PROBLEM TO SOLVE
Return the listing below exactly. Leave its pictures out.

SUPPLIED RECORDS
**********
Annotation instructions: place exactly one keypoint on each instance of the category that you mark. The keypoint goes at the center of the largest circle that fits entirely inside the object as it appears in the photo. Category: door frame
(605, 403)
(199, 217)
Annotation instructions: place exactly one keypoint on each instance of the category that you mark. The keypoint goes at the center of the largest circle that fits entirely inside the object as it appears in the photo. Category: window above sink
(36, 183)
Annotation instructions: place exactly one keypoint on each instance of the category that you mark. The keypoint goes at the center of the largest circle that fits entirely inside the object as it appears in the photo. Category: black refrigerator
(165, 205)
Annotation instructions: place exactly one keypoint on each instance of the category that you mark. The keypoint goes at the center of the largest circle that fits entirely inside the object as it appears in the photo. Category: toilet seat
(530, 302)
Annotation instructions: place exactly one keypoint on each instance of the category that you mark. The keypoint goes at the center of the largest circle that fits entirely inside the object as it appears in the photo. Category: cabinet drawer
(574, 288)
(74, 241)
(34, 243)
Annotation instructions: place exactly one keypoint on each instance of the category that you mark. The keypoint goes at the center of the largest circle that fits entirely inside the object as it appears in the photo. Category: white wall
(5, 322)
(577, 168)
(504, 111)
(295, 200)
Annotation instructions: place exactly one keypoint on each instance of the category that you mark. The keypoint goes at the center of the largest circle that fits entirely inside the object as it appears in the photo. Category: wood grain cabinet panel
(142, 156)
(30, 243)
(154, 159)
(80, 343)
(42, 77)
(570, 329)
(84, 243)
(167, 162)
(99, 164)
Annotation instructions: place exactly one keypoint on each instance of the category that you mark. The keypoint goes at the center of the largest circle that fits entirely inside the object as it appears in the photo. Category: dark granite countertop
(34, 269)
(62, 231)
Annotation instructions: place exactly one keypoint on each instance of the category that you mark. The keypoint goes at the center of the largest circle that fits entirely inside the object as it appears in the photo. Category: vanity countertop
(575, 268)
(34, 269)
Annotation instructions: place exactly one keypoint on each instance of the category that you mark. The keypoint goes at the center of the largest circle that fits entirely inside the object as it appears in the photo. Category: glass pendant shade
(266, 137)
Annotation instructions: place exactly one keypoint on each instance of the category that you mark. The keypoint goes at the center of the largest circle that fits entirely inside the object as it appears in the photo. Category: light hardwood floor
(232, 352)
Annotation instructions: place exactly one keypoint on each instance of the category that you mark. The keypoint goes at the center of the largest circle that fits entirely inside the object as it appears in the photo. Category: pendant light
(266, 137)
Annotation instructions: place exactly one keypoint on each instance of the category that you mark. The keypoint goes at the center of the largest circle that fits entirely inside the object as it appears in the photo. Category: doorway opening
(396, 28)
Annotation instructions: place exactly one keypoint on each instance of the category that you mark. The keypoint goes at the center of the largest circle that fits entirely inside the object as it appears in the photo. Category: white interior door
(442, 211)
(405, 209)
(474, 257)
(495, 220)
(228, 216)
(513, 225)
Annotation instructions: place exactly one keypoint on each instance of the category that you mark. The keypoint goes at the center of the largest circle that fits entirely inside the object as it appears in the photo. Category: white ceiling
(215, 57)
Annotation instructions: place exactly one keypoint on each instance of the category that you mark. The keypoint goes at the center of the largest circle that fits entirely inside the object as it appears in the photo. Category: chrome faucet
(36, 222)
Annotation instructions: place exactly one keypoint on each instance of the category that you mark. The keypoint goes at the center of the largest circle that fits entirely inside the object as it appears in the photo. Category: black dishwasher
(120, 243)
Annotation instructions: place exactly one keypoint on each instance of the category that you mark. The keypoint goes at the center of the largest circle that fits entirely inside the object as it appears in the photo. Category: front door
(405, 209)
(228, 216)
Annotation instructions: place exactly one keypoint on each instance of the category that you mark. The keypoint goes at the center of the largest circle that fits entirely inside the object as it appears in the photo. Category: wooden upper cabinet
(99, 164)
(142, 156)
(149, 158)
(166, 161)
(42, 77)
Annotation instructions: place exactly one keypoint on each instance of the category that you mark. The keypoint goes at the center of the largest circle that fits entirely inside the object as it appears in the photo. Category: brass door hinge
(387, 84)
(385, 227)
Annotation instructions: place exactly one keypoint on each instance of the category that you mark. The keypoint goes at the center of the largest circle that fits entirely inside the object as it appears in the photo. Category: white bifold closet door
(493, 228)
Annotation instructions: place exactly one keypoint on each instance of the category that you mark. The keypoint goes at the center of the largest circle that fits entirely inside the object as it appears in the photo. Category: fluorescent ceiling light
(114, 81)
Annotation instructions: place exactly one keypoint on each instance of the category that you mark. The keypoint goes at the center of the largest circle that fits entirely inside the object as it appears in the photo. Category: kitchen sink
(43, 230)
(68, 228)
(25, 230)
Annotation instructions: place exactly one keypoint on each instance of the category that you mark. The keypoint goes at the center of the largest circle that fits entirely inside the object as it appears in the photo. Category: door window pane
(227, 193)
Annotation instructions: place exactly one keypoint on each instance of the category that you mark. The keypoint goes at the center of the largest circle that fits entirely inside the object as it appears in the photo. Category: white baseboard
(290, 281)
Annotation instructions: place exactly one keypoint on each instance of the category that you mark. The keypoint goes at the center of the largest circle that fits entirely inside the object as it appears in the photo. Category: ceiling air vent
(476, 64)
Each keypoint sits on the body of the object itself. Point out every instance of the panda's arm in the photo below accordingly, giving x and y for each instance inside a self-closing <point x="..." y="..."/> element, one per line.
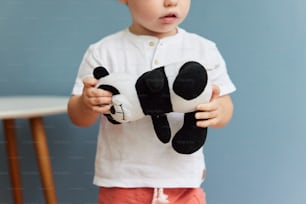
**********
ANSWER FOR THIS EXERCISE
Annotation instructions: place exactly one keypoint on each instance of the category that you mark. The keypoint goes at the center of the largest circle that fits entirely inside the object as it appears in the photo. Category: door frame
(605, 403)
(199, 217)
Annotation instructions: place exactly one keypoint on each instance of the category that you mark. The keypoint goes at the center of the largest circle that fits entirely inside the object as it appears in the photo. Category: window above sink
(36, 183)
Annotation instructions: place exactly one keypoint on each instance of the category that you mark. The keypoint goes at the center of the largest circle that fits entirely inside the object as it appears in the photo. Category: black refrigerator
(165, 205)
Annotation instructions: place exactly one keypoint on each instance of the category that you mark. The keypoint goes at the center of the largest circle that fits entirely inside the object as it appears in the photo. Category: toilet seat
(530, 302)
Annotation instructions: place exactly one keypoint on each instance of the category that you mark. The keypoint goes at the center of the largest circle that fits entirely inside the object as it appears in the photo. Category: cabinet drawer
(574, 288)
(74, 241)
(34, 243)
Annotation instructions: place exactly one keypoint on each instance of the category that you mark. The keypoint goes at the center of the largest circle that fits entirely inside the object as it appears in the photo. Category: white wall
(5, 322)
(577, 168)
(504, 111)
(295, 200)
Annotation instructions: place exactly one keypoint on each instance of the category that you mark. The keypoint goes at the center of the largest circle that fits entirely inside the object as it appears in the photo. Category: wood grain cabinet panel
(142, 156)
(30, 243)
(154, 159)
(80, 343)
(42, 77)
(570, 329)
(84, 243)
(167, 162)
(99, 164)
Annotation instructions: place exactly one keypoint on each instance of the category that you mark. The keypoint goes at the center of the largest circle that fits entirely inside the object as it appears in the photo. Category: dark granite countertop
(34, 269)
(62, 231)
Annotation instructions: place exactly one keypoint on each instance of the category that you mark. The keypoint goes at the center of the largest circle that fits entirely inside the object as it appears in the photo. Category: vanity countertop
(575, 268)
(34, 269)
Annotation instructions: place exactly one keypoint on each instance of the category that you mark. The keypoint goes at the center of the largest circle that fits entirely inside the object as it appears in the photo. Category: glass pendant shade
(266, 137)
Annotation instructions: place exactly one keypoint on each instance of the category that you mark. The keypoint goes at the center of the largest circle that fits entirely inside the object as it appears in the photo. Category: light hardwood floor
(232, 352)
Annotation instructions: place exactly one keypoint on each instance of the category that you mark. The keypoint goes at the center of the largest circle that fits entirely inside the object as it appears in the photo. Category: pendant light
(266, 137)
Annotation instructions: place exactly one keypoint on each instance of the category that you mark. The keypoint goes at the center of the largest circle that fits entirely inside the object as it appears in the photo. Category: doorway opening
(396, 28)
Annotation instructions: place exactly one keypoint on each instance of the category that you mark. The keypoint goes at the center of the largest circle that fits entirely inside the object as it appears in the photo. Category: white interior door
(442, 211)
(405, 209)
(474, 257)
(495, 220)
(228, 216)
(513, 225)
Annotation instructions: place exactly one keypoint on each instance of the category that you mark. The keypoint goes at the center of the largest circle that fits entirely inside the object as it appears in the photo. Category: white ceiling
(215, 57)
Annotation instructions: place exactly one keypoint on each instance of the category that you mark. The keypoint goes at the center of the largest circle that fits entirely inside the object as it appears in the photo. Category: chrome faucet
(36, 222)
Annotation instructions: place exactly one keypoint on each instance of the category that you mark. The keypoint goes at the center of the largest circle that fits entirely inside the object as it appears in the photo. Category: black dishwasher
(120, 243)
Annotation instructions: place exactly one keypoint on each instance of the category that you mark. The keypoint goes at the center of the largest circle that fits entirely inside the object as it appears in the photo. Category: front door
(405, 209)
(228, 216)
Annotation instructions: place exactly one keypoint on each instance of the category that you mark. The keypoint goes at the center of the largest circle that fits entirely inside the object as it appears in the photo. Category: wooden upper cabinet
(99, 164)
(142, 156)
(149, 158)
(166, 161)
(42, 77)
Annotation instructions: place exactly one keypoint on each instance of the category that you mark. The keypoint goes at the center of the largest circle that fits entirely inside the object as it appears in the photo. Category: brass door hinge
(387, 84)
(385, 227)
Annotation instructions: place exactly one keypoint on each instance of the category that you mark. The keypoint goes at the center of the largest circle that fits entirely inside the object as it appears in the photo. Category: white bifold closet door
(493, 228)
Annotation instructions: place exactly one keypoint on each instance of the category that you mark. The keypoint goes at the center of the largest circle that fits entirely inside the object as it appears in the photo. Category: fluorescent ceiling light
(114, 81)
Annotation instructions: place exactly one keypoint on each instance of the category that you mark. The keypoint goes at the center of the largest circle that fits entirely inside the object as it appears in the photo. Category: kitchen sink
(43, 230)
(68, 228)
(25, 230)
Annotation instructions: place exactly one keypoint on each instance of the category that you mark. The keypoint goes at the center of the largest circle that fits entirely inside the object as it appears in the photo. Category: door window pane
(227, 193)
Annotation instructions: place exactly one keypoint on each instance of the category that you mark. The keypoint goes at the center of the largest circle that fits entirely inside the object as it appears in the photo. Category: white baseboard
(290, 281)
Annotation instructions: place exactly one keypoint on each instance of the category that you mark. The keypoint goes at the center of the largest circle that fits entirely inside the object as it appears in the photo. Category: ceiling air vent
(476, 64)
Each keypoint sits on the body of the object itself. Point out every instance of the panda's arm in the photo below accordingly, giving x and y for each instance inside a self-closing <point x="..." y="..."/> element, one per line.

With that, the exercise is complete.